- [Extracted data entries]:

= = = =

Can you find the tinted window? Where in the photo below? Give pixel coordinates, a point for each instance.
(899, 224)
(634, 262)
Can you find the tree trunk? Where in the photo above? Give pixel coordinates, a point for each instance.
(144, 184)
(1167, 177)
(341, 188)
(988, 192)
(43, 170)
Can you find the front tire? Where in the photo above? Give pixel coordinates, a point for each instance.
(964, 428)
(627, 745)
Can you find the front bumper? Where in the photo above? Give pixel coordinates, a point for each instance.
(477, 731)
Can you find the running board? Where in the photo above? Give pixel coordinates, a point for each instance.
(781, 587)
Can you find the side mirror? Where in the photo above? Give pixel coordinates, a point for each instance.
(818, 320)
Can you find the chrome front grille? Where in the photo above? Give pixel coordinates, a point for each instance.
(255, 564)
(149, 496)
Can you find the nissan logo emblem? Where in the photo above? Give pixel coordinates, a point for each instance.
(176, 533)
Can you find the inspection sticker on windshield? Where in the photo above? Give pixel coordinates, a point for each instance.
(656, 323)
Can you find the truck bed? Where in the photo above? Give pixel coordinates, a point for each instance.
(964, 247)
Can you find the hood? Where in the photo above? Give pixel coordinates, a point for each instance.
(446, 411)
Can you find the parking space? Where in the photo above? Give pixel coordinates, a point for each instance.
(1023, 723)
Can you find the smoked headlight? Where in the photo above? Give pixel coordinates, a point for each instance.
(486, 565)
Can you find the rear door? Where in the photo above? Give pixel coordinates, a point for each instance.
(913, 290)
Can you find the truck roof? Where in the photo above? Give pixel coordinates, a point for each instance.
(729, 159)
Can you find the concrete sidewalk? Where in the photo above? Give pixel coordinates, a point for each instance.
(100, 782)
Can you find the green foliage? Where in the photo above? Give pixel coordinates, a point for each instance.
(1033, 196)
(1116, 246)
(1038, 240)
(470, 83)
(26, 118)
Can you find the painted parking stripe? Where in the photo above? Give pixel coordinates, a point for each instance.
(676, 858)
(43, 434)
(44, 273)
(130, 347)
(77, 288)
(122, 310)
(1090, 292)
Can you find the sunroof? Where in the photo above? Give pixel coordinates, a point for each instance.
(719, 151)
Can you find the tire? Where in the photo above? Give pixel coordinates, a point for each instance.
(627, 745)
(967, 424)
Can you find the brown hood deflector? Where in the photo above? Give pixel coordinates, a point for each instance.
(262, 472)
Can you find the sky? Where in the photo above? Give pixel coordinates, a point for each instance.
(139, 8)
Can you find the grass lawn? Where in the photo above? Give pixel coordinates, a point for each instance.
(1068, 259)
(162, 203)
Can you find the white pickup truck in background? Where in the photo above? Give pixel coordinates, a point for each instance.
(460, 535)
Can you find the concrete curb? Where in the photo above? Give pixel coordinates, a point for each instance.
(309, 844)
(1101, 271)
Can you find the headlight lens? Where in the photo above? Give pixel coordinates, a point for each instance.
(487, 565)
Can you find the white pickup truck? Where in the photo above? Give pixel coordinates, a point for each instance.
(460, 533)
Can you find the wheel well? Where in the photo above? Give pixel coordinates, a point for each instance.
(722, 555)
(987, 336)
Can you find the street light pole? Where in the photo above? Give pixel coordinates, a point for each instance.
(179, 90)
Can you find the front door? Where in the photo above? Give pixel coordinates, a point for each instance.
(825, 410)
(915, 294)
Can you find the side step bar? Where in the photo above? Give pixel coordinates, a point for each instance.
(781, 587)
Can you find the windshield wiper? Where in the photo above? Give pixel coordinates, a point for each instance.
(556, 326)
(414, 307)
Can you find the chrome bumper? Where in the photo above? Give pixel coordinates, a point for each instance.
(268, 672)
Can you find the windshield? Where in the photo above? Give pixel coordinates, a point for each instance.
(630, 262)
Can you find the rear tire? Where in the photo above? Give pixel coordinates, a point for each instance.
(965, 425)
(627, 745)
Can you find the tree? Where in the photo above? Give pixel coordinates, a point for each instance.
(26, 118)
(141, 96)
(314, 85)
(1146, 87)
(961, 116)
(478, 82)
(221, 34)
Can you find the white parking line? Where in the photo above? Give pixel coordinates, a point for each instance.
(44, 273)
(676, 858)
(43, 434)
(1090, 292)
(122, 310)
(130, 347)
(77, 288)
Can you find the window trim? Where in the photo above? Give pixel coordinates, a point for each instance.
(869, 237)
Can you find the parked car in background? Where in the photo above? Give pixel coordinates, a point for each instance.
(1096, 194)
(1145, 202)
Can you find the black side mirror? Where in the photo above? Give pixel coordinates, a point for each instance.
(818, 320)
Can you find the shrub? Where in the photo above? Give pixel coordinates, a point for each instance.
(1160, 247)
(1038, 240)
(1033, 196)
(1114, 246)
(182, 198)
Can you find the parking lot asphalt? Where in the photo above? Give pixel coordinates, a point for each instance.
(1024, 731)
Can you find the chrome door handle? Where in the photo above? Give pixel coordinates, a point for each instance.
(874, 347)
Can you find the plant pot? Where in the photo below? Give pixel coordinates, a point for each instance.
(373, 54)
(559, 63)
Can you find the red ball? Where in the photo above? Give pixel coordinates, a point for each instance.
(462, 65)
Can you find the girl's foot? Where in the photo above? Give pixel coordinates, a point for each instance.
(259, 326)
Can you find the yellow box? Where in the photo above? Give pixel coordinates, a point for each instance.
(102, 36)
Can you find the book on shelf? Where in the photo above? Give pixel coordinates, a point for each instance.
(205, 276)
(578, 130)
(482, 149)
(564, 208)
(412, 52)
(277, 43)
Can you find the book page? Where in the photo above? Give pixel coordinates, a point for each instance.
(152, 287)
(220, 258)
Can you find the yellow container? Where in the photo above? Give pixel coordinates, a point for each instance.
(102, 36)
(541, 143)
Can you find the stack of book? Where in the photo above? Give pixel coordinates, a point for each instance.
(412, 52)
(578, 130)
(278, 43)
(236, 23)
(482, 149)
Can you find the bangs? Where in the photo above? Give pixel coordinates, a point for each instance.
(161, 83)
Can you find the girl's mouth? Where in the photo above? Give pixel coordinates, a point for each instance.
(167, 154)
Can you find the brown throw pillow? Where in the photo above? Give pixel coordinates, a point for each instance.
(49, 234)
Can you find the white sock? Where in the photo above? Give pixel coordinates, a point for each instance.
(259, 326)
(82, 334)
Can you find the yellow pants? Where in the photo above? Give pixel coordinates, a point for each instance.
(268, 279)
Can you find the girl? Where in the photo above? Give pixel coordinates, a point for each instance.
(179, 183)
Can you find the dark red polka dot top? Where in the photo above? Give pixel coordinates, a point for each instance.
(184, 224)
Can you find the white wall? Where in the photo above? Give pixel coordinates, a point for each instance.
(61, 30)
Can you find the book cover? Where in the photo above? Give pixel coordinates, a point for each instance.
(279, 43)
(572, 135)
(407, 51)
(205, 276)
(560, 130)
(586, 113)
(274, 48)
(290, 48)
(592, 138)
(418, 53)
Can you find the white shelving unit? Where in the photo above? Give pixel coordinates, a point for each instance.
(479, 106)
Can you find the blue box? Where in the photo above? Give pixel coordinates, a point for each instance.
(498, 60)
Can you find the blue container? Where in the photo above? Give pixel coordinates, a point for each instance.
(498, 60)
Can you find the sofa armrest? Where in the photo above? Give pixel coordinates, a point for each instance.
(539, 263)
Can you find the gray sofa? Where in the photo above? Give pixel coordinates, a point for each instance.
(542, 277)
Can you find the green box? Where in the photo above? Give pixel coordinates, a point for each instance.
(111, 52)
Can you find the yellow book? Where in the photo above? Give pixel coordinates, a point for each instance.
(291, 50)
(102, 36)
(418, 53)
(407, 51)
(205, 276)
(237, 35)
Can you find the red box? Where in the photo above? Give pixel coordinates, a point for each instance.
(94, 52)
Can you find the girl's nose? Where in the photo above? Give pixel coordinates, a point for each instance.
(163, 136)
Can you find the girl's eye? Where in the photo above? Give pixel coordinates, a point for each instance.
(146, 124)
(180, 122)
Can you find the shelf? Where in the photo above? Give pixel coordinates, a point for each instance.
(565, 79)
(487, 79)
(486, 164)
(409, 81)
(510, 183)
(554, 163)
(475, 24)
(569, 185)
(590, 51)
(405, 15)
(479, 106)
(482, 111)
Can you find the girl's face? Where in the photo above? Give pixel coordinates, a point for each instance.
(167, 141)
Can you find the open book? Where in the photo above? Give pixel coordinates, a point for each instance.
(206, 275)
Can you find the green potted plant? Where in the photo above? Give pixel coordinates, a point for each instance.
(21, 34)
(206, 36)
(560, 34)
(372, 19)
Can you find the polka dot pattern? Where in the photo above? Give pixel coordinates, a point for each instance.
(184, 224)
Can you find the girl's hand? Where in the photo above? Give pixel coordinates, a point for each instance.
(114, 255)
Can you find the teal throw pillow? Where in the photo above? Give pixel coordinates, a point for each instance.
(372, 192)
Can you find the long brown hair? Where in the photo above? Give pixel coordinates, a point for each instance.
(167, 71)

= = = =

- [Problem details]:
Starting at the line that contains "Can you find the girl's nose?", print every line through the end of the listing, word for word. Leave out all the rest.

- [Exercise result]:
Can you find the girl's nose? Where in the photo above? Give pixel coordinates, a point for each instance.
(163, 136)
Can you find the girl's eye? Where in the photo above? Give pixel coordinates, a point for each instance.
(146, 124)
(180, 122)
Can you find the shelf? Where in the photo above? Give pixel coordinates, a point for each instance.
(565, 79)
(487, 79)
(486, 164)
(409, 81)
(510, 183)
(554, 163)
(475, 24)
(569, 185)
(590, 51)
(405, 15)
(479, 106)
(482, 111)
Can you find the girl's face? Where in the photo above? Give pixel coordinates, a point for each instance.
(167, 141)
Can you find the open book? Where in the photo above? Give pixel coordinates, a point for each instance.
(206, 275)
Can you find the green potted plant? Where in the photo above? Give pixel coordinates, a point for each instance.
(21, 34)
(206, 36)
(560, 34)
(372, 19)
Can you find the polka dot pattern? Where in the photo above? Give pixel coordinates, a point for each instance.
(184, 224)
Can you find the girl's hand? Where in the photo above? Give pixel coordinates, a point for each instance.
(114, 255)
Can you find the teal throw pillow? Where in the photo above? Give pixel coordinates, a point for each instance.
(372, 192)
Can you find the long brown hair? Where in the photo above? Give pixel coordinates, a point for each instance.
(167, 71)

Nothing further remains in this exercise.